- [Задание 1]:
Ответьте по отрывку «Стариковские записки»:
(а) Когда случился инфаркт, о последствиях которого говорится в отрывке?
(б) Сколько раз автор записок побывал в больнице за четыре неполные года?
(в) Где один депутат, указывая пальцем на другого, кричит, что тот не любит Россию?
- [Задание 2]:
Перепишите дословно часть отрывка «Стариковские записки» от «Восемьдесят шесть. С» до «ее, жил недавно.».

- [Предложенный отрывок]:
---

СЕРГЕЙ ЗАЛЫГИН

*

СТАРИКОВСКИЕ ЗАПИСКИ

Восемьдесят шесть. С грустью думается: а что, если восемьдесят семь наступят? Зачем наступят-то?

Последствия инфаркта — лето 1996-го: потеря координации движений. Ничего не болит, но голова кружится и ноги-руки тебя не слушаются. Восемь побывок в больнице за четыре неполные года. Грустно жить на пять процентов той энергии, которой ты, не замечая ее, жил недавно.

Это — вместо предисловия.

* * *

Сколько таких крикунов: “Я люблю Россию! Ужасно люблю!” Дело доходит до того, что в Думе один депутат, указывая пальцем на другого, вопит: “Он — не любит Россию! Он — враг России!” И ничего, господ думцев этот эпизод не волнует, как будто так и надо.

---

(Записи данных)
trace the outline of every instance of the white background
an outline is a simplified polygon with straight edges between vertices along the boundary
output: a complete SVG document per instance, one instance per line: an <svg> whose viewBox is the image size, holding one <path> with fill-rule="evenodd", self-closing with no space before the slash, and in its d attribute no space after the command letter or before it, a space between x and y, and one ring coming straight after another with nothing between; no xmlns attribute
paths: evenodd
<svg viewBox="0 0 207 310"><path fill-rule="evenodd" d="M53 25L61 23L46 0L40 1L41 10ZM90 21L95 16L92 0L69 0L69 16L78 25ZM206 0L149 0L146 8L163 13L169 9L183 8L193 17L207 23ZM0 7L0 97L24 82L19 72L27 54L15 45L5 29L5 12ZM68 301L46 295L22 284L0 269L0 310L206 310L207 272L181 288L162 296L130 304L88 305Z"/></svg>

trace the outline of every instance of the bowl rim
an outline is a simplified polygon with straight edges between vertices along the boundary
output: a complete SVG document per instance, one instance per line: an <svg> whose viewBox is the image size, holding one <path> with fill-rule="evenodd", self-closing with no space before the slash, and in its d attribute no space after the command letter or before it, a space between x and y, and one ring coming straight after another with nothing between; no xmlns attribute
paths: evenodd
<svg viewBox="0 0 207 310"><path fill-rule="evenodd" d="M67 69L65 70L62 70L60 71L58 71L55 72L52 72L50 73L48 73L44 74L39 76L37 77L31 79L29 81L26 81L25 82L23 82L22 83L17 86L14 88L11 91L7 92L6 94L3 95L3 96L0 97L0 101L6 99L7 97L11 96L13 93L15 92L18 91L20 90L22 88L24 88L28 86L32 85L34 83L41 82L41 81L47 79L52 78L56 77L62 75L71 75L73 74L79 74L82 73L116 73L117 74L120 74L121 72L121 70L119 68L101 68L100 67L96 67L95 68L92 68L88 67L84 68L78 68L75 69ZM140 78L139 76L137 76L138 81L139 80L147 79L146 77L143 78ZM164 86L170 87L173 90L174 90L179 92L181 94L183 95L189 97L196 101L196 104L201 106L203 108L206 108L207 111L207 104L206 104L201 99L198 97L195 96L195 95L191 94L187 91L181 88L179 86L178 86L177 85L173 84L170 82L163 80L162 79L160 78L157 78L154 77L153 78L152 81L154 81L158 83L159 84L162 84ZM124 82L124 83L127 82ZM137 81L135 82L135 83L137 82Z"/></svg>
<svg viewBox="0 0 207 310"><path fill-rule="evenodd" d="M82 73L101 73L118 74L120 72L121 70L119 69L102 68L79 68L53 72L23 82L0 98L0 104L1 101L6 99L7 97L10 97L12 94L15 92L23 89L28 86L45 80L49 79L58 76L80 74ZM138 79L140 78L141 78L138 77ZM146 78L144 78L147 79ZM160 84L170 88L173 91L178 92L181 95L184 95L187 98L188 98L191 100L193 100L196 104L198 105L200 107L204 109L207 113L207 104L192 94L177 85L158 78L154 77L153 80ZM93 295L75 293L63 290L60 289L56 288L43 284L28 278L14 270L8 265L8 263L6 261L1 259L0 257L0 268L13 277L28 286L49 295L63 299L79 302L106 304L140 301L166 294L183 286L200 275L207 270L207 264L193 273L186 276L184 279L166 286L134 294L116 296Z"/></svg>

---

- [Решение 1]:
(а) Летом 1996 года.
(б) Восемь раз.
(в) В Думе.

- [Решение 2]:
Восемьдесят шесть. С грустью думается: а что, если восемьдесят семь наступят? Зачем наступят-то?

Последствия инфаркта — лето 1996-го: потеря координации движений. Ничего не болит, но голова кружится и ноги-руки тебя не слушаются. Восемь побывок в больнице за четыре неполные года. Грустно жить на пять процентов той энергии, которой ты, не замечая ее, жил недавно.